Text section:
· · ·

# Campsite Near Prague?



## glacier (Jun 24, 2006)

Hi 

Can anyone personally recommend a good campsite near Prague?

I am looking through ACSI and the MHF site list.

But always like to have a personal recommendation as well.

Thanks

Glacier


----------



## Don_Madge (May 1, 2005)

glacier said:


> Hi
> 
> Can anyone personally recommend a good campsite near Prague?
> 
> ...


Hi,

We decided to stay at Camping Oase http://www.campoase.cz/e/text.html for five nights. The site is situated 10 miles south of the city centre. The facilities are excellent and the security is very good. The pitches are a very good size but the roads leading to them are narrow, trees and lamp posts are situated in the wrong places for manoeuvring on the site. The dump station is situated very close to the children's playground and the site shop, it's also very difficult to position the van over the drain hole the way the dump station is laid out., we struggled with the Timberland. Also there's no water supply there so cleaning up after dumping is almost impossible. The site has an "In" and "Out" barriers, large outfits (over 8 metres) will have to exit the "In" barrier due to the layout.

Buses to Prague stop outside the campsite, tickets CZK24 (from the reception) are valid for two hours after they have been validated. It's 30 minutes on the bus and 20 minutes on the tram to Wenceslas Square which in fact is a long avenue.

· · ·

A series of records:

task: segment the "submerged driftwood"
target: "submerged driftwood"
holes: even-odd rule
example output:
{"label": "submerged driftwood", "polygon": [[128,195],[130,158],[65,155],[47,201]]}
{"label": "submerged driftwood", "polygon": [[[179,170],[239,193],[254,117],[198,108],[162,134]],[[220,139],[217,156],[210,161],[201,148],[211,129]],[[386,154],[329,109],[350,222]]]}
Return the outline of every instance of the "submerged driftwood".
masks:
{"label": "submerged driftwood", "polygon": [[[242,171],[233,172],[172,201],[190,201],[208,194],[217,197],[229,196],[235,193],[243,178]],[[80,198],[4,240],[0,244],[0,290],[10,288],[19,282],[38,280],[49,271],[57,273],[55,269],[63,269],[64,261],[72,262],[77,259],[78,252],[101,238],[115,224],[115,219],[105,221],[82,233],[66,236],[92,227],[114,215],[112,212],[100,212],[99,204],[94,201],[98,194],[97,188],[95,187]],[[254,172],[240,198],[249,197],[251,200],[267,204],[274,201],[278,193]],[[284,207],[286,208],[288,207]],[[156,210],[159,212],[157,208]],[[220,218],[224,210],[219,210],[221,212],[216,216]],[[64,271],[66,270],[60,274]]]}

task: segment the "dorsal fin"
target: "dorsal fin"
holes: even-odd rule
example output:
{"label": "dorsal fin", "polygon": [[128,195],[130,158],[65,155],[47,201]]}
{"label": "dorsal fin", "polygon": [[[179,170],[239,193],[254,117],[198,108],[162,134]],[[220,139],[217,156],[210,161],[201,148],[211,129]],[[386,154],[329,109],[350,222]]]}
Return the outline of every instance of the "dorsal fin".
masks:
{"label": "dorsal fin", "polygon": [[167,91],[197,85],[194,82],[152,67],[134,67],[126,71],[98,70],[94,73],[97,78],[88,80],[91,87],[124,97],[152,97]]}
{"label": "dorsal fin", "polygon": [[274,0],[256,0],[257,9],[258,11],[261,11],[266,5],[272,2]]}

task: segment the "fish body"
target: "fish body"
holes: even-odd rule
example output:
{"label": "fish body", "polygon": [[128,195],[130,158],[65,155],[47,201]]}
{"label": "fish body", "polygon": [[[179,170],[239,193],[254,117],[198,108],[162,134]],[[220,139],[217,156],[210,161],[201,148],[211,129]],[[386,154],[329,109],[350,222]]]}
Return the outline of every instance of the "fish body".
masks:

· · ·

Problems and tasks:
[1] Copy from the Prague campsite thread the passage that opens with the words containing "## glacier (Jun" and closes with "recommendation as well.".
[2] According to the Prague campsite thread, for how long are the bus tickets valid?
[3] Carry on writing the Prague campsite thread, starting after its final sentence.

Results of the tasks:
[1]
## glacier (Jun 24, 2006)

Hi 

Can anyone personally recommend a good campsite near Prague?

I am looking through ACSI and the MHF site list.

But always like to have a personal recommendation as well.

[2] They are valid for two hours after they have been validated.

[3]
You need at least three days to do Prague justice, you can use one day in the castle alone. The city was extremely crowded which made photography very difficult. The city is well worth a visit and is everything it's hyped up to be. It was one of the highlights of the trip.

Don


----------



## hilldweller (Mar 8, 2008)

Must visit in Prague - the Technology Museum.

Across the river and up a hill on the eastern side of the city.

It's got *everything* from push bike to jet fighters. Cars. Gliders. Trains.

Includes a Mercedes W135 racing car as raced by Fagio in the heyday of motor racing as a sport.

All this for about a pound.


----------



## griffly16 (Jul 6, 2006)

You could try here: http://www.caravancamping.cz/ (same site from the respected Alan Rogers - http://www.alanrogers.com/campsite-info.php?SiteARNo=CZ4795)

This is one we're looking to use in the next year or so - easy access to the interesting bits - Mala Strana/Hradcany/Stare Mesto.

If you like dark beer - look out for the Black Ox (U Cerneho Vola) in Hradcany - past the castle. A great pub and when I was there a couple of months ago it was still only 76p a pint 

Griff


----------



## homenaway (Jul 27, 2005)

Hi,

We have been in the Czech Republic for the last two weeks and 
stayed at Sunny Camp ACSI 534 on the western outskirts of 
Prague for a couple of nights. We found it OK with good 
facilities and we felt it was secure although among blocks of
flats. It was a bit crowded as there was a Dutch caravan rally
on one field but they left on the second day. Its a 500metre 
walk to the Luka metro station and 15 minute journey to the 
centre. A 24 hour travel ticket available from site reception 
costs 100czk (but only about 30czk to the pound this week) and
can be used on the metro, buses and trams which are great and
also on the funicular up the hill - great value.

We only spent one day in the centre of Prague as we aren't 
great city visitors and found it crowded a bity scruffy and 
the traffic was busy.

We preferred many of the smaller towns like the spa towns and 
have just visited Cesky Krumlov in the south west Bohemia 
which was very interesting with a huge castle.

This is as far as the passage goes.